Task objective: Below, reproduce every line, unchanged, from the one containing "of the utility" through the last line.

>> Begin Supplied records

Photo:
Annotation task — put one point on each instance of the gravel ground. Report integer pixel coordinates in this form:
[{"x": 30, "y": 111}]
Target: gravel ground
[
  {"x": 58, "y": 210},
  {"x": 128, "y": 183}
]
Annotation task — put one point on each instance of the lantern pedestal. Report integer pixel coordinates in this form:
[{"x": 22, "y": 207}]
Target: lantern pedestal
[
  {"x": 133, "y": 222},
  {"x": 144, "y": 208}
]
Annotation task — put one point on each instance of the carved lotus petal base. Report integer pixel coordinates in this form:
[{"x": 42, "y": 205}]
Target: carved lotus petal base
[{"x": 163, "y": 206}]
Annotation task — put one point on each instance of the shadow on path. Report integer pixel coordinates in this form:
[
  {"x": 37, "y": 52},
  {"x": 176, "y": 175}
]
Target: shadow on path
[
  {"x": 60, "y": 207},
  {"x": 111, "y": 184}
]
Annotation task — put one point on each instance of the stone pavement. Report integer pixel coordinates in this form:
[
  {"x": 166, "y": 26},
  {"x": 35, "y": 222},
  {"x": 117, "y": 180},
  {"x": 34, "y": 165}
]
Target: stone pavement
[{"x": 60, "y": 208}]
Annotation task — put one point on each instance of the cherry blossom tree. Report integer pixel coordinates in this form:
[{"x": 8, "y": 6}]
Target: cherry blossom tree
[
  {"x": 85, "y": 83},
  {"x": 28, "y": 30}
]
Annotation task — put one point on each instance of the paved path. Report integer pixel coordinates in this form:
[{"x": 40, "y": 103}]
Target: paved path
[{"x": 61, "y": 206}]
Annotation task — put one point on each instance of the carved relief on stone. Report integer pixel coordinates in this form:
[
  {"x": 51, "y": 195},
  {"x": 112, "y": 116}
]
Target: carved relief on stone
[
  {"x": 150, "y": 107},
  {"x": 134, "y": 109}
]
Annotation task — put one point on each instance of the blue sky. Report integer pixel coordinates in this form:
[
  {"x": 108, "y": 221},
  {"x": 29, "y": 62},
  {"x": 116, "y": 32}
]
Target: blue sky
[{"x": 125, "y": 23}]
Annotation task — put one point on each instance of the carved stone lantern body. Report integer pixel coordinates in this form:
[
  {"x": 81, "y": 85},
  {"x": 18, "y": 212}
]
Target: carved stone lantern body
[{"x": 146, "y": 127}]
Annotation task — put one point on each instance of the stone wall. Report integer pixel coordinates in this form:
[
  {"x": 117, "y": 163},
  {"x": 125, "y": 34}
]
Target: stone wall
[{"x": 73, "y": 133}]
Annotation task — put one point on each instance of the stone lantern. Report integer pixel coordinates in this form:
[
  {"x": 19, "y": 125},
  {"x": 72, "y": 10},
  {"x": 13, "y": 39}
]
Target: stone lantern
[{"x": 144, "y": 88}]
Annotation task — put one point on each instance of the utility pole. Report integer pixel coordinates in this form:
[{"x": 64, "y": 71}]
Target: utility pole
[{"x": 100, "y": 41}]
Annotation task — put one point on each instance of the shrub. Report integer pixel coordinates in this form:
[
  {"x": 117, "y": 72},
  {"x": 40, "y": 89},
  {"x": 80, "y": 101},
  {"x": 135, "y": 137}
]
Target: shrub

>> End Supplied records

The answer:
Annotation task — put one point on each instance of the utility pole. Report integer pixel coordinates in this form:
[{"x": 64, "y": 71}]
Target: utility pole
[{"x": 100, "y": 41}]
Annotation task — put one point on each instance of the shrub. Report integer pixel coordinates in this form:
[
  {"x": 117, "y": 72},
  {"x": 40, "y": 89},
  {"x": 80, "y": 101},
  {"x": 135, "y": 137}
]
Target: shrub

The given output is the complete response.